> [Exercise brief] Rewrite the entries from the line containing "Point out every instance of the girl's bare" through the end of the entries, changing "white icing label" to "white frosting label" and leaving everything else as it is.

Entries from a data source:
● ● ●
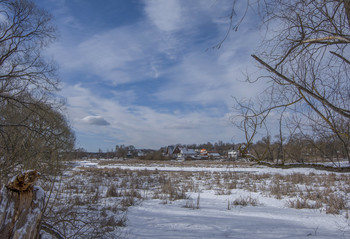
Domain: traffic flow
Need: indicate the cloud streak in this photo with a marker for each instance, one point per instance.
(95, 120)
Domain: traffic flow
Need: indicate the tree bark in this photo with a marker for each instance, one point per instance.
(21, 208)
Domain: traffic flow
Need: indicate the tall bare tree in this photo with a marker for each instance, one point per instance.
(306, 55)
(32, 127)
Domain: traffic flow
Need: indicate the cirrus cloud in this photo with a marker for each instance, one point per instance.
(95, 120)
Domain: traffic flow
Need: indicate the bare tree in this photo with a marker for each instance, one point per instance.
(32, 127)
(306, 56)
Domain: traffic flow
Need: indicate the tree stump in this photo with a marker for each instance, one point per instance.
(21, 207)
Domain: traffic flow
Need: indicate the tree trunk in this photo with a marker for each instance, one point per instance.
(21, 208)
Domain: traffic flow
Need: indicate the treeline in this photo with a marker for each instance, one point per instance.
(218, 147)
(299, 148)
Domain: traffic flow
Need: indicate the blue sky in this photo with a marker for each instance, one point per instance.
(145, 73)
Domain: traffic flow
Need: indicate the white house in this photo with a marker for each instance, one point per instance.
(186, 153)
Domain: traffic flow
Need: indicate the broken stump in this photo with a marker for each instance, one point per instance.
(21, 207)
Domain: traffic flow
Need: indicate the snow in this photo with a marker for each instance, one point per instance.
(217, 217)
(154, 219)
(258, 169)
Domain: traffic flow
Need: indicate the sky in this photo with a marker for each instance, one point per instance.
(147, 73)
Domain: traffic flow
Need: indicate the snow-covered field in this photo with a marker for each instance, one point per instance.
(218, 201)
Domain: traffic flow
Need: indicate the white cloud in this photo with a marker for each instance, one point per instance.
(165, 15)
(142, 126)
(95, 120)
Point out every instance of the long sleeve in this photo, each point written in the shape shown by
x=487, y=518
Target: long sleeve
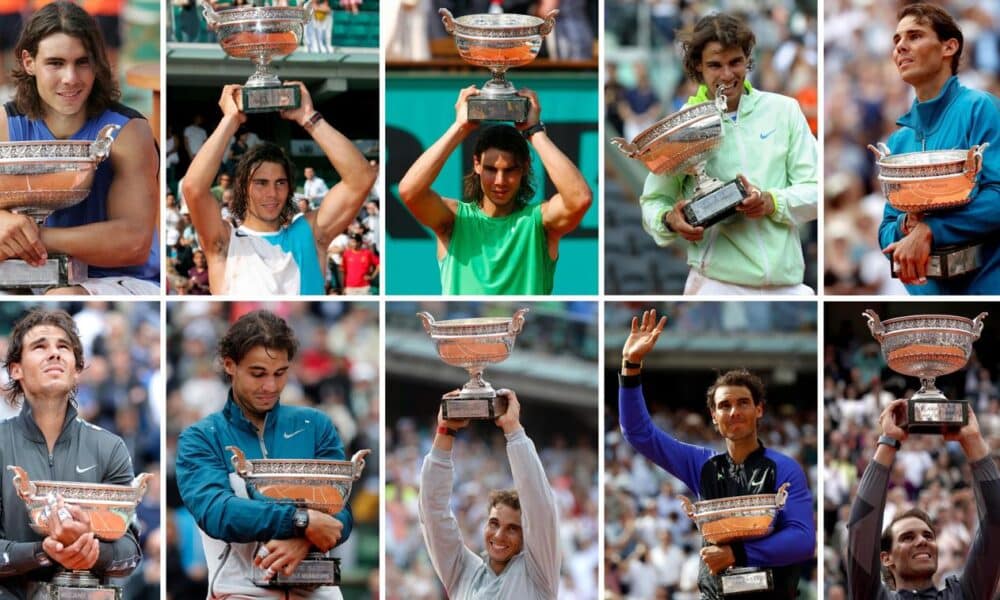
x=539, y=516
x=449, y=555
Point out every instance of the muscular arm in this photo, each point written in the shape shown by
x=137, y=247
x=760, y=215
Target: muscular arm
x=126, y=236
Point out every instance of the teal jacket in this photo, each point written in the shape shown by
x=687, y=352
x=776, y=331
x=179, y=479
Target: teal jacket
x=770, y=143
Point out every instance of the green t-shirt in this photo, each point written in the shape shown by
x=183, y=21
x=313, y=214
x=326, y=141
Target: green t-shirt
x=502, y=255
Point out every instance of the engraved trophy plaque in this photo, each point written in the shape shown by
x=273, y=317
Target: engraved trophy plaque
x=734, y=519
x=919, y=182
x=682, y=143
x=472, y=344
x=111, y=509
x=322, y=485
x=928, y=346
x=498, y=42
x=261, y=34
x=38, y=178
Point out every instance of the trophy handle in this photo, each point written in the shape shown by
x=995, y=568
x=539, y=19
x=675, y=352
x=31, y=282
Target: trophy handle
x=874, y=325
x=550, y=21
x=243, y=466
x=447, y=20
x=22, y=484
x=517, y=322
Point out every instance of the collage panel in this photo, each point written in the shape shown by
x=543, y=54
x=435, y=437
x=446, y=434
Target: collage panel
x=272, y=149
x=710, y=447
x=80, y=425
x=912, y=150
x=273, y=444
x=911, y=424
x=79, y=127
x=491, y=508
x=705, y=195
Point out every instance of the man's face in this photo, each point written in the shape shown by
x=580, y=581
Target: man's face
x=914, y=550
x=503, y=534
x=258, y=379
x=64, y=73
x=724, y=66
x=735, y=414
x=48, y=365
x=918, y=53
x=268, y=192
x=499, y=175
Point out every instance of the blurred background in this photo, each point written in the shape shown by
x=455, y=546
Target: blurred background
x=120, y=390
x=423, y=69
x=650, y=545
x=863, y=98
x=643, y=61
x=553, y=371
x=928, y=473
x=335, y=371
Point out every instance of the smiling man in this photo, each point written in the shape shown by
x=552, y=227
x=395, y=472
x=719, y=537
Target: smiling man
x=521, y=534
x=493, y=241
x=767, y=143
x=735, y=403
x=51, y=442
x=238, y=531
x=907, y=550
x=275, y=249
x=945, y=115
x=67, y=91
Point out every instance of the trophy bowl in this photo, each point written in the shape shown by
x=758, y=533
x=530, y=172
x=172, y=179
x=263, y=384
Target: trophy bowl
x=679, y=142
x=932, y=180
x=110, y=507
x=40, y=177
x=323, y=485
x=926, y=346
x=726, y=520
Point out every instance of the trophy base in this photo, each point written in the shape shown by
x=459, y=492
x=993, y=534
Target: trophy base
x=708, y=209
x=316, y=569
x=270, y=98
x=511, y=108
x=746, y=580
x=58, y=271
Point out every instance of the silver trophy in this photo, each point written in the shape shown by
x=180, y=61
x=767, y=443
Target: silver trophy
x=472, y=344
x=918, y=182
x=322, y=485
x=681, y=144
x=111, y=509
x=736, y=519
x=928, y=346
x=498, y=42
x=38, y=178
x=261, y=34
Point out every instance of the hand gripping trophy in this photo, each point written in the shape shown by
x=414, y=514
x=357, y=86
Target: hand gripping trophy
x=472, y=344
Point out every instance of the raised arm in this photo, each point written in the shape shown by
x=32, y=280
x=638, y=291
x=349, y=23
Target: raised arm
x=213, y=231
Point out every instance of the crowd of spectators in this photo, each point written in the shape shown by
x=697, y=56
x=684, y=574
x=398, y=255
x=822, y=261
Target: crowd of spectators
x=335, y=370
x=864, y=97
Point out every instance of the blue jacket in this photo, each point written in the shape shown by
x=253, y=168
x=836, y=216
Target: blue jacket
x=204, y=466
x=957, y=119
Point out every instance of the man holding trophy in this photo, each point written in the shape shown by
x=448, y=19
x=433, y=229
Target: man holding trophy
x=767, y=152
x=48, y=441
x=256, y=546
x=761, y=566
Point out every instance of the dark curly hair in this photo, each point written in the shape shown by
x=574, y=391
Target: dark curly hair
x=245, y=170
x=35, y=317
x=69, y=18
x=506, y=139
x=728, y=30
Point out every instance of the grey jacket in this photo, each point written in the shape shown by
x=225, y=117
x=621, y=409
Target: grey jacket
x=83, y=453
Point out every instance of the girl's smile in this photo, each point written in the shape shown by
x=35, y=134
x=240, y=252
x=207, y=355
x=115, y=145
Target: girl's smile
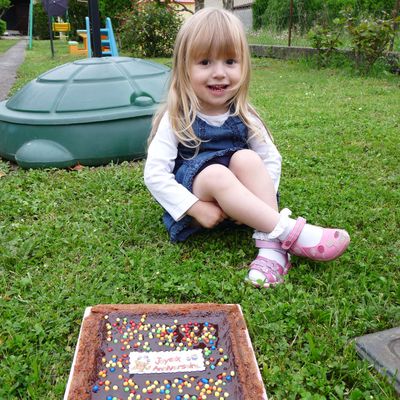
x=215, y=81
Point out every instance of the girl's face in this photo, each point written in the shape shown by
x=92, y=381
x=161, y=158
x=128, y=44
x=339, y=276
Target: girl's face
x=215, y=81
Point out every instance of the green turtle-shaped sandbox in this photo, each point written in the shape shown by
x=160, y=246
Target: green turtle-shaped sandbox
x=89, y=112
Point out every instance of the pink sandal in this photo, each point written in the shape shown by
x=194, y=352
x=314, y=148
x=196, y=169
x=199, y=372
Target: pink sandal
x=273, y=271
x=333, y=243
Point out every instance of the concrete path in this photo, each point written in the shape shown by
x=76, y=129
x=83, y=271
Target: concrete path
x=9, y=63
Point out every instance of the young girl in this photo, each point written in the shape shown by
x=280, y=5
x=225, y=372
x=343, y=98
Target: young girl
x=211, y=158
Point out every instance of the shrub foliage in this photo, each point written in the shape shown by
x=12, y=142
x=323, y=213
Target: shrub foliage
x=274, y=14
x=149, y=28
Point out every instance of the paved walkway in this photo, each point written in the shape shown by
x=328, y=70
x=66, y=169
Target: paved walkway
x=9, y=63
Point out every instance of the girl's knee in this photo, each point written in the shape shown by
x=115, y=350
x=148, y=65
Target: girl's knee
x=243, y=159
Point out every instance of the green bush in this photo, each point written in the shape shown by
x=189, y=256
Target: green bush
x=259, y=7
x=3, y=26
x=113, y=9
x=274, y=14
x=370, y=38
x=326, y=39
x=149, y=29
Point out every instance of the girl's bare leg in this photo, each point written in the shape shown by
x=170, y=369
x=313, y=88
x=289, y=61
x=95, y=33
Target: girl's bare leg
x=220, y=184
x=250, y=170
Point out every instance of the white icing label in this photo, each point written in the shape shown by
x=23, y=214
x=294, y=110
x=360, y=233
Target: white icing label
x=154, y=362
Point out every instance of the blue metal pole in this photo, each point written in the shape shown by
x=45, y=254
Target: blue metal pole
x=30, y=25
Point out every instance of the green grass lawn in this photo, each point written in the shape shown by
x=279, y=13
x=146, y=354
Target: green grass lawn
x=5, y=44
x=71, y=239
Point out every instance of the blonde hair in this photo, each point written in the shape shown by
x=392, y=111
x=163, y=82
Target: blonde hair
● ● ●
> [Reply]
Point out every instance of the girl's bare leg in this photo, each point written in the shape shown by
x=170, y=369
x=313, y=88
x=289, y=61
x=95, y=33
Target: girl's bare leg
x=220, y=184
x=250, y=170
Point out every instance of the white frosting label in this photo, each point written in the shape shown by
x=23, y=214
x=294, y=110
x=360, y=233
Target: white frosting label
x=154, y=362
Point out every instance of the blue metal pole in this photo, each point written in the shape shown by
x=45, y=254
Target: blue metal pole
x=30, y=25
Point out every instance of the green grass lawn in this photo, each point written in the shape shown by
x=279, y=13
x=146, y=354
Target: green grass lawn
x=5, y=44
x=71, y=239
Point out every instance of the blonde hair in this photo, each point written in the shape shown by
x=392, y=111
x=163, y=82
Target: blonde hair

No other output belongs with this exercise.